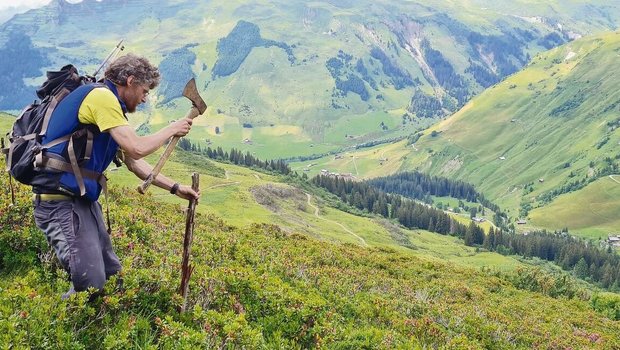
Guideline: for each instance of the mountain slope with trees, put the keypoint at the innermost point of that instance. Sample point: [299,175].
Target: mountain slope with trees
[273,65]
[262,287]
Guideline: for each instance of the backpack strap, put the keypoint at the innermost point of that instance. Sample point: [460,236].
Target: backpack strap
[56,98]
[45,162]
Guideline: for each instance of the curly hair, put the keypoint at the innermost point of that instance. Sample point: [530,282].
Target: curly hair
[128,65]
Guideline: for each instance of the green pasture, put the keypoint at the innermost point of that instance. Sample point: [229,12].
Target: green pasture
[593,212]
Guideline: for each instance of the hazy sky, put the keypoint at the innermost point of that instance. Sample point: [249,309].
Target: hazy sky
[8,8]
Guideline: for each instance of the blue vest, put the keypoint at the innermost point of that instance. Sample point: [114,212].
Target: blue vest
[64,121]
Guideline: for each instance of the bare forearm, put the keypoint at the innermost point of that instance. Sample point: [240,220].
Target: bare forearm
[142,169]
[148,144]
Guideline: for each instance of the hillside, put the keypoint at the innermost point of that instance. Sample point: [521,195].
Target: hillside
[316,76]
[259,286]
[545,131]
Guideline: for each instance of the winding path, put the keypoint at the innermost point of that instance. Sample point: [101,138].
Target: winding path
[316,213]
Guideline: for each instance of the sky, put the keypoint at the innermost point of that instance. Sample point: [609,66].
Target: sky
[8,8]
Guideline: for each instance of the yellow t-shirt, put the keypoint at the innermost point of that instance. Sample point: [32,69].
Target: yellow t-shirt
[101,107]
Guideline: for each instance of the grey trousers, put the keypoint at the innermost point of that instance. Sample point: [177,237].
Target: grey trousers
[76,230]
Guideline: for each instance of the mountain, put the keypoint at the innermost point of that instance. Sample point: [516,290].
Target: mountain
[542,143]
[260,286]
[317,76]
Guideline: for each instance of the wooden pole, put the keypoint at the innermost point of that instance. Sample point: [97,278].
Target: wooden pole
[186,268]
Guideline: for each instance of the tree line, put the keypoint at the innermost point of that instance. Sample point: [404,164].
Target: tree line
[239,158]
[407,212]
[586,260]
[419,186]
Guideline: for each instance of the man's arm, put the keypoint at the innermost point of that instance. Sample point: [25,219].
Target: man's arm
[142,169]
[137,147]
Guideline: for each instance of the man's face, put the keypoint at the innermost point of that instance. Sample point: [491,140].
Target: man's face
[136,94]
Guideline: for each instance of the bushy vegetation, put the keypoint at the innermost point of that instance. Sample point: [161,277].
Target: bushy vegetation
[260,287]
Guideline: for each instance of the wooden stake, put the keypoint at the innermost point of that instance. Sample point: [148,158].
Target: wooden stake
[186,268]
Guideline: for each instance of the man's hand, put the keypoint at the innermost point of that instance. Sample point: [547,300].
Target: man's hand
[181,127]
[186,192]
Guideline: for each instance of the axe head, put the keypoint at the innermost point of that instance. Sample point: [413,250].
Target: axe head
[191,93]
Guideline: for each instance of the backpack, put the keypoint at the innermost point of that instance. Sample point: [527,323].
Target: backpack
[24,155]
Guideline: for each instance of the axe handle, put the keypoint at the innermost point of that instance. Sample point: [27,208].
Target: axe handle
[193,113]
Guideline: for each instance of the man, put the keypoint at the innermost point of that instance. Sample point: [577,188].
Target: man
[68,211]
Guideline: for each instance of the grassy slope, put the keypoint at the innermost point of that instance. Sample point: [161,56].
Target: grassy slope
[230,196]
[290,95]
[259,286]
[512,120]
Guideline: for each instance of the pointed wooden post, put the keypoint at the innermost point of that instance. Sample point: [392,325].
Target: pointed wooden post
[186,268]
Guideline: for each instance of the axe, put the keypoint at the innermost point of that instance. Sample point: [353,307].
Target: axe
[198,107]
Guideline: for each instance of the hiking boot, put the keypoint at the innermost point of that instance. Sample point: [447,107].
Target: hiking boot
[69,293]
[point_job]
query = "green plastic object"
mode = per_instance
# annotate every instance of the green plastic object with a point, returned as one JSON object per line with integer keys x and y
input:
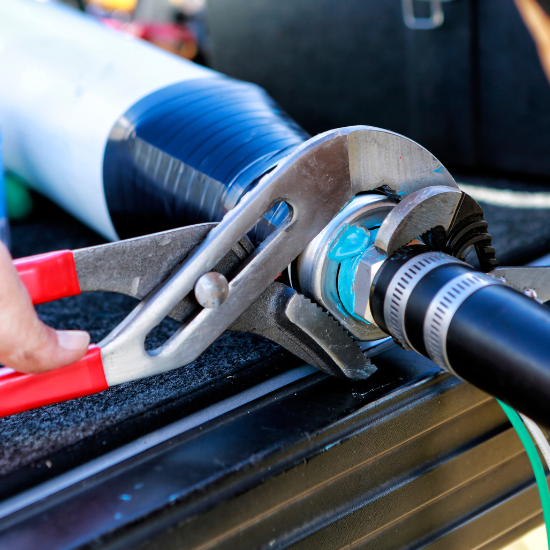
{"x": 18, "y": 198}
{"x": 536, "y": 464}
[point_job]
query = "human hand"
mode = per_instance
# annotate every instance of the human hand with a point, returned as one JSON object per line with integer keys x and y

_ _ _ _

== WHAT TO WORK ON ==
Without including any picture, reproduce all of the material exactly.

== RESULT FOR THIS EXERCISE ==
Guideline: for each instance of the mountain slope with trees, put the keypoint at the innermost point of that instance. Sample point: [299,175].
Target: mountain slope with trees
[273,65]
[262,287]
Guideline: for each instance of the backpack strap, put the keypoint at the innermost point of that instance. Sample point: [460,236].
Target: backpack strap
[56,98]
[45,162]
Guideline: for each instance of the curly hair, put the keypoint at the innermost point of that instance. Sample point: [530,282].
Target: curly hair
[128,65]
Guideline: for each instance of the green pasture, put the keypoint at the innermost point of that instance. Sample point: [229,12].
Target: green pasture
[593,212]
Guideline: for each instance of the hazy sky, put the keypoint at the innermost point of that instance. Sample point: [249,309].
Target: hazy sky
[8,8]
Guideline: for each instance of the blue vest, put the keypoint at the innermost point of that instance. Sample point: [114,212].
Target: blue vest
[64,121]
Guideline: for each instance of the bare forearm, put the keypoint at the innermost point of that instance. Sample point: [240,220].
Target: bare forearm
[142,169]
[148,144]
Guideline: for each instance of the hillside, put the keypoint at the innermost point of that instance. Sample point: [521,195].
Target: hillside
[316,76]
[259,286]
[545,131]
Guideline: for each instance of the winding path, put the keypoint at the innermost point of that instance. Sample point: [101,138].
Target: winding path
[316,213]
Guideline: for each instance of the sky, put the keypoint at the innermost point of that instance. Sample point: [609,66].
Target: sky
[8,8]
Guideline: for each instance of the yellow t-shirt, put the keypoint at the innermost point of that instance. Sample point: [32,69].
Target: yellow t-shirt
[101,107]
Guideline: for each instance of the grey trousers, put the keypoint at the innermost point of that instance. Sample point: [177,237].
Target: grey trousers
[76,230]
Guideline: for each instance of the mountain, put the keypoint at the innermost point of that instance. Sample point: [516,290].
Target: mountain
[542,143]
[260,286]
[317,76]
Guideline: for each instance of the wooden pole, put the keypoint at the innermost point of that instance. Sample point: [97,278].
Target: wooden pole
[186,268]
Guideline: for each instance of the tree line, put the keypoint at the innermost point of that instance. Sample point: [404,164].
Target: tree line
[239,158]
[407,212]
[586,260]
[419,186]
Guideline: for each instance of the man's arm, put the keypoint at the innermost point of that instance. Sample point: [25,219].
Target: man's arm
[142,169]
[137,147]
Guideline: for each instance of the man's face, put the keypoint at the innermost point of that instance. Sample point: [491,140].
Target: man's face
[136,94]
Guideline: for each instance of the bushy vegetation, put the keypoint at the innermost point of that instance. Sample point: [161,277].
Target: bushy vegetation
[260,287]
Guideline: for each instance of the wooden stake, put the keypoint at the innermost point of that instance. Sample point: [148,158].
Target: wooden stake
[186,268]
Guideline: for each instance of the man's hand, put the keypoint at the innermost point of that instance. Sample point: [547,300].
Target: man's hand
[181,127]
[186,192]
Guideline: for each instance of the axe head, put the keypoint at the innermost point of that instance. Sample point: [413,250].
Target: axe head
[191,93]
Guideline: for each instance of the backpack, put the keypoint at the innermost point of that instance. Sample point: [527,323].
Target: backpack
[24,155]
Guideline: for each instance of the axe handle, put the keypoint at the innermost point of that instance. Sample point: [27,208].
Target: axe handle
[193,113]
Guideline: for each instance of the man, put the keypoint at the innermost point of that instance. Sample point: [577,188].
Target: man
[68,211]
Guideline: for each instance of the grassy slope, put the keypoint at the innermost point of that instance. Sample point: [161,56].
Target: grassy slope
[230,196]
[290,95]
[259,286]
[512,120]
Guideline: for each instance of the pointed wooden post, put the keypoint at the innermost point of that instance. Sample point: [392,325].
Target: pointed wooden post
[186,268]
Guideline: for each instance of the axe, put the keypoint at the innermost point of that instance. Sample point: [353,307].
Target: axe
[198,107]
Guideline: for each instance of the hiking boot, put the keypoint at the innermost point of that instance. Sample point: [447,107].
Target: hiking boot
[69,293]
[point_job]
query = "green plastic object"
mode = per_instance
# annotate every instance of the green plastic object with a point, returned as one JSON object per line with integer keys x and y
input:
{"x": 18, "y": 198}
{"x": 536, "y": 464}
[point_job]
query = "human hand"
mode = per_instance
# annotate every instance of the human hand with a point, returned as one JSON object per line with integer keys x and y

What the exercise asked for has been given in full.